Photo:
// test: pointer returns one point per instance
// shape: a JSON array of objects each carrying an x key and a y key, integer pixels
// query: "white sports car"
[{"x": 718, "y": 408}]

□ □ □ □ □ □ □

Rewrite the entries above with every instance of "white sports car" changed to "red pickup truck" and nothing else altered.

Photo:
// test: pointer returns one point per instance
// shape: a JSON array of objects each carrying an x key and a y key, integer pixels
// query: "red pickup truck"
[{"x": 718, "y": 408}]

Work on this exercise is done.